I guess I’m resurrecting this topic to see if the Julia community can squeeze more performance out of this Kernel algorithm. I’ve written the equivalent algorithm in D and I am getting stunning outputs in comparison to Julia’s.
To Recap, I’m doing kernel matrix computations, for example here are some kernel types:
using Base.Threads: @threads, @spawn
using Random: shuffle!
# Kernel Methods
#===============#
abstract type AbstractKernel end
struct DotProduct <: AbstractKernel end
function kernel(K::DotProduct, x, y)
ret::eltype(x) = 0
@inbounds @simd for i = 1:length(x)
ret += x[i]*y[i]
end
return ret
end
struct Gaussian{T} <: AbstractKernel
gamma::T
end
function kernel(K::Gaussian, x, y)
ret::eltype(x) = 0
@inbounds @simd for i in 1:length(x)
temp = x[i] - y[i]
ret -= temp * temp
end
return exp(K.gamma * ret)
end
Here’s is the kernel function I’m currently using:
function calculateKernelMatrix(K::AbstractKernel, data::Array{T}) where {T <: AbstractFloat}
n = size(data)[2]
mat::Array{T, 2} = zeros(T, n, n)
@threads for j in 1:n
@inbounds for i in j:n
mat[i, j] = kernel(K, data[:, i], data[:, j])

# TASK INSTRUCTIONS
Update the stretch of the Julia kernel post that starts with "ret += x[i]*y[i]" and ends with "exp(K.gamma * ret)" by writing it out again with "diff" in place of "temp". Work from the Julia kernel post alone.

# ITEMS
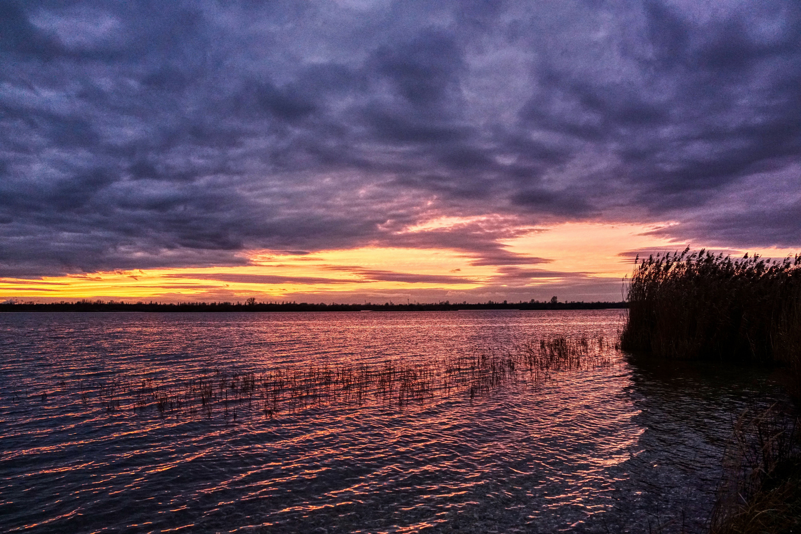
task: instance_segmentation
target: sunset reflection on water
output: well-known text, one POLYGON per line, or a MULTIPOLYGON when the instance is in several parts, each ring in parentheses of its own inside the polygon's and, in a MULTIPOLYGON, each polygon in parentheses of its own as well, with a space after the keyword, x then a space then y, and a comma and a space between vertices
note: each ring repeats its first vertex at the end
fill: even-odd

# THE RESULT
ret += x[i]*y[i]
end
return ret
end
struct Gaussian{T} <: AbstractKernel
gamma::T
end
function kernel(K::Gaussian, x, y)
ret::eltype(x) = 0
@inbounds @simd for i in 1:length(x)
diff = x[i] - y[i]
ret -= diff * diff
end
return exp(K.gamma * ret)